▼受験観
– 受験は、基本的な頭の使い方を習得する、などのとても大事な側面がありますが、日本の受験というシステムを考えれば、あくまでもその本質は、“合格する”ことにあります。“合格する”が何を意味するのか、というのは性格によって異なります。私は慎重には慎重を期すタイプなので、合格点100点オーバーの合格を、多くの人は合格点20点オーバーの合格を狙うところでしょう。
– 目標を合格点100点オーバーに据えていたこともあり、受験は他人との競争というより、自分との競争というふうに認識していました。常に、昨日の自分よりも高い点が取れるように勉強をしていました。しかし、ここでストイックさを発揮しすぎた結果、鬱傾向になったこともありました。一方、人によっては、「合格点ちょい超え」を目標にする場合があるかもしれません。この場合は他人との競争という側面が強くなるかと存じます。
– 点数の伸びは、勉強量×質で決まります。受験で問われないことを勉強してもなかなか点数には結びつきませんし、かといって勉強量が少なすぎてもダメです。イメージとしては、tを勉強時間としてy = t*exp(t)のグラフのように、どこかに極大値があるはずなので、それを探りながら更に質をあげられるように考えていました。
- - -
**出題課題 1**
受験についての文章で、筆者が受験を他人との競争ではなく自分との競争として捉えていた理由を、1〜3文で説明しなさい。
**出題課題 2**
受験についての文章を、最後の文の後から書き進めなさい。
これらの行は別の出典から取られたものです。

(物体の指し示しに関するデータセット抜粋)
- - -
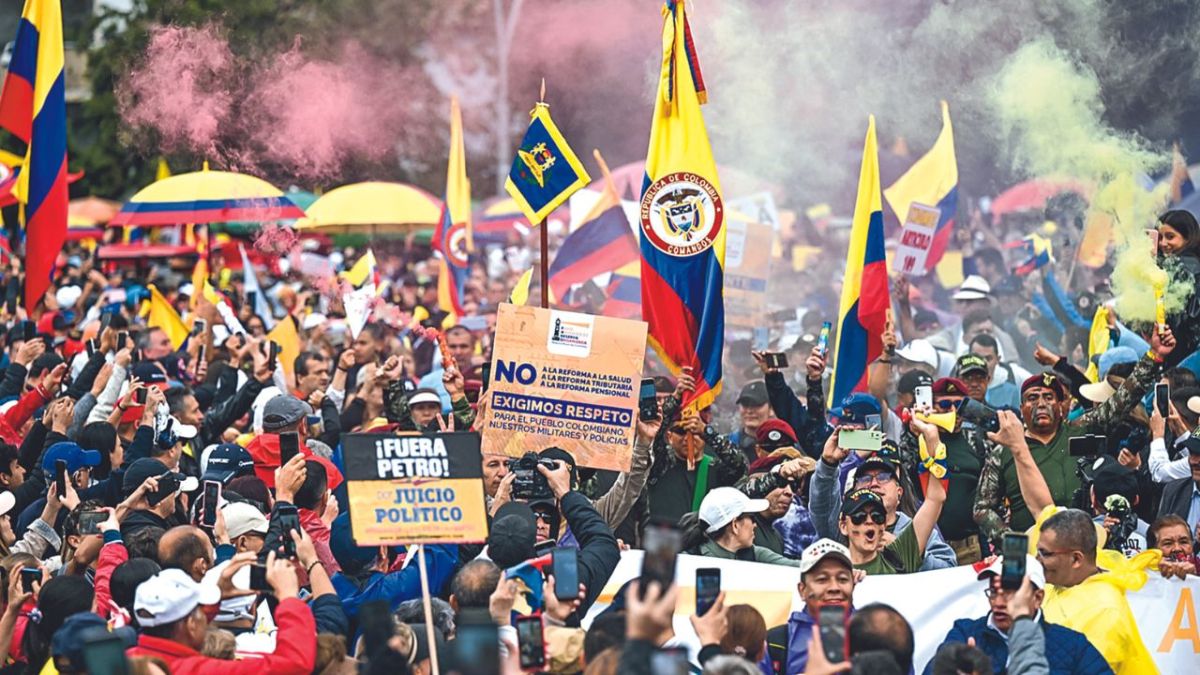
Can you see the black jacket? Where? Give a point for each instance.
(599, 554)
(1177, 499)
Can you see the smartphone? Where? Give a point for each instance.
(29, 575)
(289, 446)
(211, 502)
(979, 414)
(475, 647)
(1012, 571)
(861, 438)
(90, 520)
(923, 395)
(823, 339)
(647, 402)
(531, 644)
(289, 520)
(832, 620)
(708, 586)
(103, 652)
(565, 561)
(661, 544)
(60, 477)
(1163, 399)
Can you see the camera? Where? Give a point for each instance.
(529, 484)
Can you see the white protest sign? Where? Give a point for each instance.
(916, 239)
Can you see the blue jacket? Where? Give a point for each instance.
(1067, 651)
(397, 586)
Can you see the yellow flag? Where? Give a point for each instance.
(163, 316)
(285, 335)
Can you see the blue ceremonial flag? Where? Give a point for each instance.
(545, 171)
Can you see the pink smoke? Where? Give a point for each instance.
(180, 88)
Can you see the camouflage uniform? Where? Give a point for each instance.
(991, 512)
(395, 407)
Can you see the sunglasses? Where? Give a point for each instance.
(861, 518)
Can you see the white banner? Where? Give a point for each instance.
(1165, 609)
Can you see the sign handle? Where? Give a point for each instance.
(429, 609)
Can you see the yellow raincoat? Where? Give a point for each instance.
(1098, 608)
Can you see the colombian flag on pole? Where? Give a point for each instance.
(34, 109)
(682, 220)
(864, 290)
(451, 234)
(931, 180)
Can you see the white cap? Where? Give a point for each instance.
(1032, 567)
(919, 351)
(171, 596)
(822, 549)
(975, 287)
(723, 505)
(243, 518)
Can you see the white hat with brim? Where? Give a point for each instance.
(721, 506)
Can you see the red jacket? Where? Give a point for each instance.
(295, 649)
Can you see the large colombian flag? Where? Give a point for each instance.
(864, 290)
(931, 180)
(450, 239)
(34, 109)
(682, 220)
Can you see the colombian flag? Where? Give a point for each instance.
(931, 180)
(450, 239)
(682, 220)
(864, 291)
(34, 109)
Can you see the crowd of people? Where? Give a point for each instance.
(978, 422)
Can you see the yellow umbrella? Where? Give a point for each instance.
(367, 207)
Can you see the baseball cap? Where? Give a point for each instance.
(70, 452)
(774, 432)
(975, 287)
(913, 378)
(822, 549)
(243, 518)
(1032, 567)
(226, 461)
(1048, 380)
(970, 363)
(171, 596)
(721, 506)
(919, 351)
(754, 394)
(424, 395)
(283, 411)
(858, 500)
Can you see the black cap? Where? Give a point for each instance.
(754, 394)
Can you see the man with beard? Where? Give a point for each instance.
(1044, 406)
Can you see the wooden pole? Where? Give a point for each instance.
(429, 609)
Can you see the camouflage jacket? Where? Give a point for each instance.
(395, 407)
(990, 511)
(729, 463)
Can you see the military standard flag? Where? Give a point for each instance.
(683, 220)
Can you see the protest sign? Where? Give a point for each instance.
- - -
**解答 1**
筆者は目標を合格点100点オーバーに据えていたため、受験を自分との競争と捉えていました。そのため、常に昨日の自分よりも高い点が取れるように勉強していました。

**解答 2**
▼記憶観
– まず記憶の重要な側面として、“記憶は思考のショートカットになる”ことだと思っています。もちろん、それぞれの科目に必須な基礎的な記憶事項はあるのですが、それと同じくらい、ショートカットとしての記憶を認識することが大事です。定石、典型問題の結果などが記憶されていることで、それがミスの発見につながったり、明快な解法につながることがあります。
– 理系科目については、身体記憶といえるまで、反射的に様々な事柄が出てくるようにするのが目標でした。公式や定石が身体記憶になっているのは言わずもがな、問題のタイプ別に、「自分はこういう場所で間違えやすい」という傾向までを体に覚えさせることで、問題を解いている途中に自分の「チェックリスト」のようなものが頭に浮かんできて、ミスを減らせるところまでやりました。
– 文系科目については、試験を乗り切るための記憶をしていました。古文単語は語呂合わせで覚えていましたし、地理の統計なども同様でした。このような覚え方は、時間効率はとてもよいですし、その記憶自体を問われる分には威力を発揮するのですが、どうしても解くスピードや応用力に欠けるため、二次試験の得点源になるような科目では使っていませんでした。
▼モチベーション観
– モチベーションは、成果=質×量において、量を上げる要素だと思っています。受験の一年間の間で、モチベーションの変動=勉強量の変動はありましたが、勉強の質を徐々にあげていったことで、結果的には一般的な受験生よりも高い成果を上げられたと考えています。
– 先述の通り、私にとって受験は常に”自分との戦い”でした。そのため、目標である合格点100点超えまでにいたるまでは、毎日「昨日の自分よりも頭が良くなった」、という実感を積み重ねることが、モチベーションにつながっていました。
– 成長の実感を得るために、いくつかのことを行っていました。まず、自分がその日使った計算用紙をすべて捨てずにとっておくこと。もちろん量だけでは学習効果は測れませんが、とても直感的に自分の頑張りが把握できます。次に、昨日の自分が間違えた問題を解き直すことを習慣にすることによって、まさに「昨日の自分よりも頭が良くなった」状態を作り出していました。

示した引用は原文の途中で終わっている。